*** Opening of Extracted text ***

Biosynthesis of natural products
Evolution by natural selection has produced a fasinating repotoire of natural products with diverse structures and functions, many possessing significant commercial value. I am interested in the biosynthesis of natural products to understand the logic of how biosynthetic pathways are constructed, as well as to elucidate the biosynthetic enzymes of molecules that are valuable to society. I am particularly interested in applying ‘omics’, analytical chemistry, and computational analyses to the elucidation of molecules and pathways from wild and non-model species that have interesting biochemistry, but limited capability for laboratory manipulation & the obtaining of large quantities of tissue.
Eukaryotic specialized metabolism
The study of natural products and metabolism becomes particularly difficult when considering the multicellular eukaryotes. Unlike bacteria and fungi, which oftentimes cluster the genes in a metabolic pathway within their genome, such cases are rare in multicellular eukaryotes. I am interested in bioinformatic and experimental approaches to elucidate these difficult pathways.
Evolution of complex traits
The complexity of eukaryotic metabolic pathways can be substantial, involving complexity from the level of small molecules to the macroscopic tissues dedicated to production of small molecules, leading to the questions of how such phenomena evolved. I am interested in the evolutionary mechanisms, theory, and framework for the evolution of metabolic systems, including genes, enzymes, and specialized cells and tissues.

*** Close of Extracted text ***
*** Opening of Stored data ***

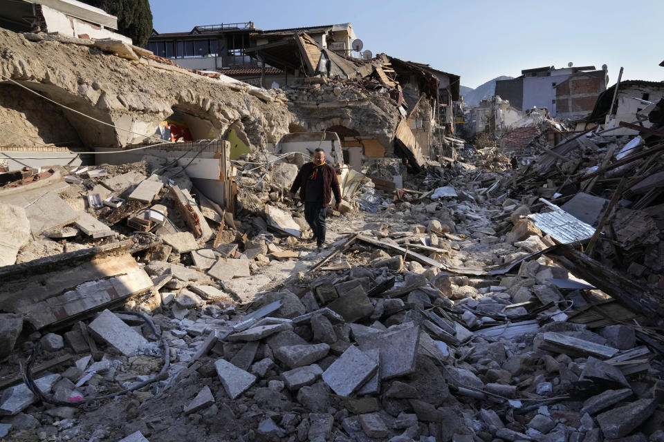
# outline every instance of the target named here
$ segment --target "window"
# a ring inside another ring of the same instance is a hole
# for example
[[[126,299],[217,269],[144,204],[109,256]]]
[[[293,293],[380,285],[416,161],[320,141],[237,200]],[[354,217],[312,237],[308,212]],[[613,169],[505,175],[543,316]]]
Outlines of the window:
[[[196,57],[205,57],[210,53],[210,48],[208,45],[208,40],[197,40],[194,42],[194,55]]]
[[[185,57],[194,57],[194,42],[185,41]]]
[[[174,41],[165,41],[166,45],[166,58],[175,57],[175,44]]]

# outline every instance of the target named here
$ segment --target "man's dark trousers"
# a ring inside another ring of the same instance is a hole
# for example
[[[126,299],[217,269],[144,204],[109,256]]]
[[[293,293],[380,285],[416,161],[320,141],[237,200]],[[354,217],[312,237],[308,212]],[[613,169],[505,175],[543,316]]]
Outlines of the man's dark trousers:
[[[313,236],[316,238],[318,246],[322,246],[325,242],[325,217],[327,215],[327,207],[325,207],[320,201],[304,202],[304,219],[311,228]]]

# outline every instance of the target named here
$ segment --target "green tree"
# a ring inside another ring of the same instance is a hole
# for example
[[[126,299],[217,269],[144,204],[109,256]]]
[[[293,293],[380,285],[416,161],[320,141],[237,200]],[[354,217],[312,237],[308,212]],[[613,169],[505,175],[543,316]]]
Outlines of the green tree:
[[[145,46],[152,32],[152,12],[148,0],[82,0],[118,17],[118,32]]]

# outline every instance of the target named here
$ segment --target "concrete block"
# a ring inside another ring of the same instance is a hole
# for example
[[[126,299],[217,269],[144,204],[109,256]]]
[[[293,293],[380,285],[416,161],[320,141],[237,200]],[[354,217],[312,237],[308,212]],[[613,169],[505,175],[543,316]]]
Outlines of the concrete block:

*** Close of Stored data ***
*** Opening of Stored data ***

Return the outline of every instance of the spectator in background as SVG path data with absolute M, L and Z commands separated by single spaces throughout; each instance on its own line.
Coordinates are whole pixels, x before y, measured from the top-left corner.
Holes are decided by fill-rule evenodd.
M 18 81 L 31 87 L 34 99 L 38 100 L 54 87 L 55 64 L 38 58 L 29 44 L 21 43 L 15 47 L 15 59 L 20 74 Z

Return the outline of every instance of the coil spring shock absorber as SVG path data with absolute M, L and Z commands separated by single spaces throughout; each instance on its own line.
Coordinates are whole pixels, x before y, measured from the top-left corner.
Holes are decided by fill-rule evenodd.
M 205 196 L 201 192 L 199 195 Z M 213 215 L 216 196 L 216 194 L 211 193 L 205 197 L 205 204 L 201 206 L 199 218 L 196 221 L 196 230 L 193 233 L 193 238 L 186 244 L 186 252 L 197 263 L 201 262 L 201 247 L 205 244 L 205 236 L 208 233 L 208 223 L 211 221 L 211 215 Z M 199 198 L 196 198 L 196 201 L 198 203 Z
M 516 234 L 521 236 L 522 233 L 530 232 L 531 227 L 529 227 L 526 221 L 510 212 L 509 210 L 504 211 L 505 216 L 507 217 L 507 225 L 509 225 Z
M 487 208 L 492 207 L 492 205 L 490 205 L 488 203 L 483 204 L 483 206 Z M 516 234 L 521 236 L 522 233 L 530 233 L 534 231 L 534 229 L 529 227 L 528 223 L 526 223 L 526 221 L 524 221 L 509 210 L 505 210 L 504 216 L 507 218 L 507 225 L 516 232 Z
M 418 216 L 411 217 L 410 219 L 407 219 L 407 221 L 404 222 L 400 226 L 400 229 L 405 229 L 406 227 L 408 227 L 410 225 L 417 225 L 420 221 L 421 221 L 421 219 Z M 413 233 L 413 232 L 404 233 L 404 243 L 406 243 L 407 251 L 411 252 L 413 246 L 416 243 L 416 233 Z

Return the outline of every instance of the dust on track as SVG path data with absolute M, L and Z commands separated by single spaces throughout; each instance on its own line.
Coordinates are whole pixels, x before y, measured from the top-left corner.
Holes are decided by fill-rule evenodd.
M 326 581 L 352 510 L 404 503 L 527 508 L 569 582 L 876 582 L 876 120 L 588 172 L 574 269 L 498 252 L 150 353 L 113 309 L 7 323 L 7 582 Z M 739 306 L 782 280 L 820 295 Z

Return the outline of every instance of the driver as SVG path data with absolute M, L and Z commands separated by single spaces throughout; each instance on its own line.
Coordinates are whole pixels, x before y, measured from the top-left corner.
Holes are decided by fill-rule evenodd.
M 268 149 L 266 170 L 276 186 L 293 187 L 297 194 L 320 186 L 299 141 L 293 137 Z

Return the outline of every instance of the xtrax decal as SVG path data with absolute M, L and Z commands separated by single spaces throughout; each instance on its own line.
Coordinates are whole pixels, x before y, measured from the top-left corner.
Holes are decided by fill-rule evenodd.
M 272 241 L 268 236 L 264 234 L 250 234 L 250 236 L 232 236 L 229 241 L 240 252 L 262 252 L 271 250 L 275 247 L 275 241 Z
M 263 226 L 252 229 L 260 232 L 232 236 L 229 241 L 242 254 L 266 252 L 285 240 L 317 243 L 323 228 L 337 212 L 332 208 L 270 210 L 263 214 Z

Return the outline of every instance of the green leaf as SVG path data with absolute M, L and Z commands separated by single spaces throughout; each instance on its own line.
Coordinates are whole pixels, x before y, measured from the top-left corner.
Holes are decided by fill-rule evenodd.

*** Close of Stored data ***
*** Opening of Stored data ***

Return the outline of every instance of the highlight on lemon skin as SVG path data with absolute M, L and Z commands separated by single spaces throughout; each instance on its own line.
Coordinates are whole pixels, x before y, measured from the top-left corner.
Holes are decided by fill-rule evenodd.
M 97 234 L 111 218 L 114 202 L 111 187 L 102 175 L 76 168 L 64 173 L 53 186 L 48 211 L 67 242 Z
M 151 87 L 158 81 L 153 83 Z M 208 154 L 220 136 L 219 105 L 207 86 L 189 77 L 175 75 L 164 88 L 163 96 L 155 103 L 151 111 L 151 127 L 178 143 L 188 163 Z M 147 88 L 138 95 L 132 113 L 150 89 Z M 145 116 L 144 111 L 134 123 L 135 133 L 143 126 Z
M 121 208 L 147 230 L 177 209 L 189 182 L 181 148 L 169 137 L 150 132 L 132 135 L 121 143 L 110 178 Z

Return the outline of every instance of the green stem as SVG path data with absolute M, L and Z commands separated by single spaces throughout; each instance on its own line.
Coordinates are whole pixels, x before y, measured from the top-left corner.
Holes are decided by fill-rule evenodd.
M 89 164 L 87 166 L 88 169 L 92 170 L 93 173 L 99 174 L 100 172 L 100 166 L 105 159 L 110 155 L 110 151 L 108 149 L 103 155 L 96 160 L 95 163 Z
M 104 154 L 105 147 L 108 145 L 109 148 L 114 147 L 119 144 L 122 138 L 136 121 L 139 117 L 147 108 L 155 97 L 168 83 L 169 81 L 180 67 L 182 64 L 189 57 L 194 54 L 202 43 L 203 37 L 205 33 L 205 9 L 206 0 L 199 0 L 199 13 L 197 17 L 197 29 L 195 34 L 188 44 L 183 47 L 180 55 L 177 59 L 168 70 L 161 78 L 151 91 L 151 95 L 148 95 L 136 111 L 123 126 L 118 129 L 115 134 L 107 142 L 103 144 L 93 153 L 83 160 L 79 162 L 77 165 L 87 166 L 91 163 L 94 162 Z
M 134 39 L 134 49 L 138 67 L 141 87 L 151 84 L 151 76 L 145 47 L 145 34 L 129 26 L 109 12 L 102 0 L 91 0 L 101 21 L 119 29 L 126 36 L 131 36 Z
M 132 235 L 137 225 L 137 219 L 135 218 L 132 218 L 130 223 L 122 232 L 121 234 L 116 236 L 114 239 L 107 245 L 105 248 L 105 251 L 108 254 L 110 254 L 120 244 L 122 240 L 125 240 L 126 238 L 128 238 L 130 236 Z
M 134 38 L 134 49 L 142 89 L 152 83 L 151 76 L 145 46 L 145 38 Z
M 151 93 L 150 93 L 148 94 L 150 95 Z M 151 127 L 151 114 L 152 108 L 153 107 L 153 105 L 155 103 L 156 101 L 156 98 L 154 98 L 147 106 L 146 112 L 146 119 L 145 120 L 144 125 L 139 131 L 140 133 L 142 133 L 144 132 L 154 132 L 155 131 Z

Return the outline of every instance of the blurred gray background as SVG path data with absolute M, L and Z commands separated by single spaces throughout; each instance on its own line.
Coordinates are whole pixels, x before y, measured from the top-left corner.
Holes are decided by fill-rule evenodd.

*** Close of Stored data ***

Your task → From the text on natural products biosynthesis above, reproduce verbatim the stretch from "Eukaryotic specialized metabolism" through "cells and tissues.".

Answer section →
Eukaryotic specialized metabolism
The study of natural products and metabolism becomes particularly difficult when considering the multicellular eukaryotes. Unlike bacteria and fungi, which oftentimes cluster the genes in a metabolic pathway within their genome, such cases are rare in multicellular eukaryotes. I am interested in bioinformatic and experimental approaches to elucidate these difficult pathways.
Evolution of complex traits
The complexity of eukaryotic metabolic pathways can be substantial, involving complexity from the level of small molecules to the macroscopic tissues dedicated to production of small molecules, leading to the questions of how such phenomena evolved. I am interested in the evolutionary mechanisms, theory, and framework for the evolution of metabolic systems, including genes, enzymes, and specialized cells and tissues.